= To do =
Reproduce the entries below exactly, but only from the line containing "Note: for every instance of the white" to the line containing "Note: for every instance of the building", inclusive.

Source records:
+-------+

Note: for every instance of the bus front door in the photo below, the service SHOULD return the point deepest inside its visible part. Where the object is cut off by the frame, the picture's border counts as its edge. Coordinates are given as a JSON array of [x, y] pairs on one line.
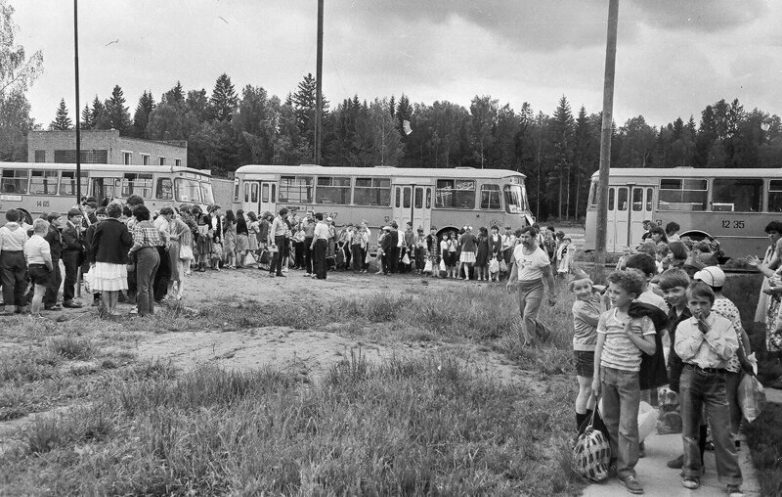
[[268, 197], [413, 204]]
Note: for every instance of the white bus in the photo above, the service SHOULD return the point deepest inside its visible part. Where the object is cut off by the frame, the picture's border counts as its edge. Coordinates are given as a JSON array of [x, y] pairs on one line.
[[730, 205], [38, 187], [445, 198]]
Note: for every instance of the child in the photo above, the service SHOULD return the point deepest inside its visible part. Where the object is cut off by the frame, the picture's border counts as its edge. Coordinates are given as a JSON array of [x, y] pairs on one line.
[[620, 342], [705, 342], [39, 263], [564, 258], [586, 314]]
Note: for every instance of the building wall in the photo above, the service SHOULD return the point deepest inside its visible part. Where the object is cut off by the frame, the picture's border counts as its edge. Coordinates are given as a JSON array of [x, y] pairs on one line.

+-------+

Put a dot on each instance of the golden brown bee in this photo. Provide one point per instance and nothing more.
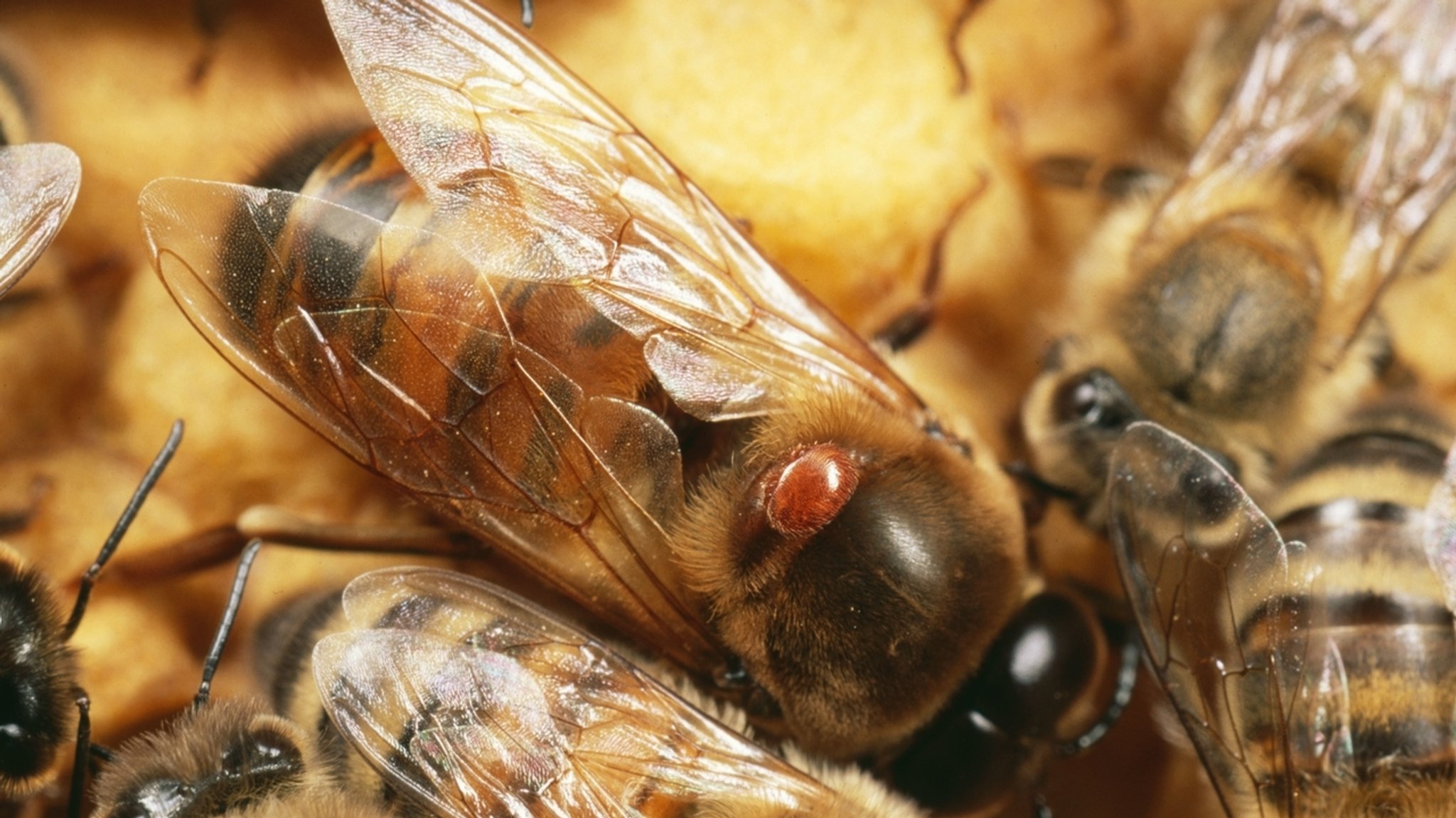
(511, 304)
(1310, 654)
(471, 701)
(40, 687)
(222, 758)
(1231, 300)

+-------+

= Your solution =
Note: for every instance of the white bus in the photo above, the service SHOULD return the point deepest inside its visible part. Where the object is cut off by the frame, the picture's border counts as its edge. Coordinates are given as a JSON array of [x, y] pairs on one line.
[[730, 205], [38, 187], [445, 198]]
Note: for every instance of the child in the photo above, the service SHOULD return the point deepest inside its visible part. Where the object is cut off by the frame, the picture's border counts as its edge. Coordinates are given as a JSON array of [x, y] pairs on one line.
[[620, 342], [705, 342], [39, 263], [564, 258], [586, 314]]
Note: for every instance of the building wall in the photo above, the service SHOULD return the point deepest inside its visible part. Where the object is cut off by the frame, the picture's border counts as its edge. Coordinates are given as a JSON array of [x, y] pairs on one line.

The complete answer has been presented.